*Yang Perlu Dikerjakan*. Salin persis bagian ulasan album berikut, mulai dari "Album Tika and" sampai dengan "mengurangi ketidaktahuan kita.".

*Kutipan untuk Dibaca*.

------------------------

Sabtu, 05 September 2009

“Tanpa Kepala” saja Sebagus Ini

Album Tika and the Dissidents, “The Headless Songstress”, ini sebenarnya sudah cukup lama hadir dalam koleksi saya tetapi saya memang memerlukan waktu cukup lama untuk mendalaminya. Biasa-lah, karya yang bagus memerlukan waktu yang cukup lama untuk dicerna.

Sudah ada beberapa resensi yang bagus mengenai album ini di media komersial dan juga di notes/blog rekan muda saya yang sangat bagus, Fakhri Zakaria. Saya berterima kasih atas informasi tersebut walaupun saya mencoba untuk melakukan percobaan semata-mata hanya pada teks album ini saja. Tetapi memang hal itu sulit karena, bagaimana pun, kita cenderung memiliki hasrat besar untuk mencari informasi untuk mengurangi ketidaktahuan kita.

------------------------

*Data Hasil Ekstraksi*.
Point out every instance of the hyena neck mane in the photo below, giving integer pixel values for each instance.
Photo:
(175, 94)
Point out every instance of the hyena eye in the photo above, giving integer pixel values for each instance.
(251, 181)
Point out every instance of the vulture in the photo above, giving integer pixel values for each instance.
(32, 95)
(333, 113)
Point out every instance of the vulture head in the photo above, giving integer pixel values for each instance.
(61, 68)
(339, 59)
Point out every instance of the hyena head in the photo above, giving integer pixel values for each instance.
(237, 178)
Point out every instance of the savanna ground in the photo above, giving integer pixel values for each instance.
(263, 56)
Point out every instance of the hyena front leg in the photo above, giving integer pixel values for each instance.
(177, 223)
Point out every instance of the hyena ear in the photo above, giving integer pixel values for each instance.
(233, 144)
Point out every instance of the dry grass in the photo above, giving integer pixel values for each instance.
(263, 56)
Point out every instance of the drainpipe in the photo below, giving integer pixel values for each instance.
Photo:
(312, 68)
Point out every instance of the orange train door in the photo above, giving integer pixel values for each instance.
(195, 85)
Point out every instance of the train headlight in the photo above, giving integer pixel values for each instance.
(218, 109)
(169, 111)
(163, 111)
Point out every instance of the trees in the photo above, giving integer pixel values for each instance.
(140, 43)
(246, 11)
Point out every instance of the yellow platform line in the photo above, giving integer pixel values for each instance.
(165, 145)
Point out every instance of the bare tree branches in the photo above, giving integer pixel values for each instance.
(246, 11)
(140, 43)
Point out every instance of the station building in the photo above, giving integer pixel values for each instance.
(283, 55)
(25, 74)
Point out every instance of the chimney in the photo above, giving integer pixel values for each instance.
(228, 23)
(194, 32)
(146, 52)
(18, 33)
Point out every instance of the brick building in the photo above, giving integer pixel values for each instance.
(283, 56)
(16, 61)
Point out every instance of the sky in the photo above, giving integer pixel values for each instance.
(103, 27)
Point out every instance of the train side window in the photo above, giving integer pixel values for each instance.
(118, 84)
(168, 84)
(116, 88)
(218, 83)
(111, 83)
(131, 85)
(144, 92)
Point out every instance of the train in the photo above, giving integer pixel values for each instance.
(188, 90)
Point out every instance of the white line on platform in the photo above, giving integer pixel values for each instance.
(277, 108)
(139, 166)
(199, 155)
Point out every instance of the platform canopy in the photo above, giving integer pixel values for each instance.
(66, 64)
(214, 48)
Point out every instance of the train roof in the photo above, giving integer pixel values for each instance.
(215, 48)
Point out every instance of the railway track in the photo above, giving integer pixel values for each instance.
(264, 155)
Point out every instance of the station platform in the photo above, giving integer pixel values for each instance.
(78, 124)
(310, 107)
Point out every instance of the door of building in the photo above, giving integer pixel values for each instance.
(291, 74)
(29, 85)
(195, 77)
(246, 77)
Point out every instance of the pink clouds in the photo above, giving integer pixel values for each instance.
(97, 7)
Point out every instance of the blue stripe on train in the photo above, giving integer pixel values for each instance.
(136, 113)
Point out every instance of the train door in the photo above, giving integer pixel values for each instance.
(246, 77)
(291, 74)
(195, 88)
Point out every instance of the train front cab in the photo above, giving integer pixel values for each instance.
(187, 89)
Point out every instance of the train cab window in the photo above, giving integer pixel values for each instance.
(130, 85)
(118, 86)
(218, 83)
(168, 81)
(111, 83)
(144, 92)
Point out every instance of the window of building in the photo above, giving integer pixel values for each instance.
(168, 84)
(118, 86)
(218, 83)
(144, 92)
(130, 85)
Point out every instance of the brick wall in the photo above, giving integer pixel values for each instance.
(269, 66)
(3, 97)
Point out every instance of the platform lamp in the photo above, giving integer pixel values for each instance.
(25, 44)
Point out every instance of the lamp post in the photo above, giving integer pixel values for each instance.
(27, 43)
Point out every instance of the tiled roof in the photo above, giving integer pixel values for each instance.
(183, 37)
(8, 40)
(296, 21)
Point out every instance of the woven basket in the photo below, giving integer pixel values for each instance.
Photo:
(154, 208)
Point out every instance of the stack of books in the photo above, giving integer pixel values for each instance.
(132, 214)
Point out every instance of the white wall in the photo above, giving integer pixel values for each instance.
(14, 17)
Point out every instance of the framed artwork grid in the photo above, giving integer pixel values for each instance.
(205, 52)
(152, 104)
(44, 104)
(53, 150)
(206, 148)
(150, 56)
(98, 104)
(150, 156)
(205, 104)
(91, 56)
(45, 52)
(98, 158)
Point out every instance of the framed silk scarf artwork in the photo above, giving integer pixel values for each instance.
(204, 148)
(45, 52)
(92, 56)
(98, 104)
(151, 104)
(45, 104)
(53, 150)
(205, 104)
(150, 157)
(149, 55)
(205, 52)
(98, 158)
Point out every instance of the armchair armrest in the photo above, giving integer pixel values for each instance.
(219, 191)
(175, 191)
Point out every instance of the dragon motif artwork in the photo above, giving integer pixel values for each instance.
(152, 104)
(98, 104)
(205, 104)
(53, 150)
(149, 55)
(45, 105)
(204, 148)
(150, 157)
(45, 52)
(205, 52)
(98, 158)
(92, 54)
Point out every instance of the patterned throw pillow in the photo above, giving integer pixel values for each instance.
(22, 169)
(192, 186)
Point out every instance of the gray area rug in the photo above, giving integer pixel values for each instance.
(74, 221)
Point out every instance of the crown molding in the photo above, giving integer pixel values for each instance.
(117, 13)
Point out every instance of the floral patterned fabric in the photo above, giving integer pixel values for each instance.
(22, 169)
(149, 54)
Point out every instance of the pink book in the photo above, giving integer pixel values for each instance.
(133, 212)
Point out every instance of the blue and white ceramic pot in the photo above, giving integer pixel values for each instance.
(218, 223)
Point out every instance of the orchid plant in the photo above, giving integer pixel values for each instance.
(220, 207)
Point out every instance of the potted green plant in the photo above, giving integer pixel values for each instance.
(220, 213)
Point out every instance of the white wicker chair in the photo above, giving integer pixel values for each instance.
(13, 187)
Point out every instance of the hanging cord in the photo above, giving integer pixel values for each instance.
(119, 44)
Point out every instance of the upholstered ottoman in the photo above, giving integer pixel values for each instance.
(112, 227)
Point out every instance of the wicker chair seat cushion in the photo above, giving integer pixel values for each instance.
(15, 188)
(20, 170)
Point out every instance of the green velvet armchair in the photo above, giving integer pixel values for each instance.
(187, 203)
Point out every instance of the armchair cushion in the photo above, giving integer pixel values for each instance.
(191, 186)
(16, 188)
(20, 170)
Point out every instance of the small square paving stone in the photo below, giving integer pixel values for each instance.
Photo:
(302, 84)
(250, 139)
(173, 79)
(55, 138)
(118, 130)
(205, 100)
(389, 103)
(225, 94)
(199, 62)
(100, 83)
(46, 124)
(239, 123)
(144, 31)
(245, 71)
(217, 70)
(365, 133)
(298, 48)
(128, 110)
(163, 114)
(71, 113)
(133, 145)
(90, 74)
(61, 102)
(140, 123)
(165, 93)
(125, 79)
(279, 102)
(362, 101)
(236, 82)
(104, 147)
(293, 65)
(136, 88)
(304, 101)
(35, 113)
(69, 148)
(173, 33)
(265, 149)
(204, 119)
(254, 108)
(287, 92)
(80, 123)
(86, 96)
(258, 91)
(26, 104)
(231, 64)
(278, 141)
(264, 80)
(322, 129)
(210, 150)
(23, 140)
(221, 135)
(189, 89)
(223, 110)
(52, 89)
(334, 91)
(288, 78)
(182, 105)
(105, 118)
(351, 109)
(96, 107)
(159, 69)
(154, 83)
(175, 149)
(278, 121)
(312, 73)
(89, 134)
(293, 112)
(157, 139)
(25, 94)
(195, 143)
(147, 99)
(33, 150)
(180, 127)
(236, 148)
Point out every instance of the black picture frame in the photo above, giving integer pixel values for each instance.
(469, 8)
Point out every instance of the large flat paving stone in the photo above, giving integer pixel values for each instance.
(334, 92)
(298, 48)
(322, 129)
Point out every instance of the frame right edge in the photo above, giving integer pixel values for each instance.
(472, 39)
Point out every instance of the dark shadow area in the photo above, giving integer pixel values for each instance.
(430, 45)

------------------------

*Jawaban*.
Album Tika and the Dissidents, “The Headless Songstress”, ini sebenarnya sudah cukup lama hadir dalam koleksi saya tetapi saya memang memerlukan waktu cukup lama untuk mendalaminya. Biasa-lah, karya yang bagus memerlukan waktu yang cukup lama untuk dicerna.

Sudah ada beberapa resensi yang bagus mengenai album ini di media komersial dan juga di notes/blog rekan muda saya yang sangat bagus, Fakhri Zakaria. Saya berterima kasih atas informasi tersebut walaupun saya mencoba untuk melakukan percobaan semata-mata hanya pada teks album ini saja. Tetapi memang hal itu sulit karena, bagaimana pun, kita cenderung memiliki hasrat besar untuk mencari informasi untuk mengurangi ketidaktahuan kita.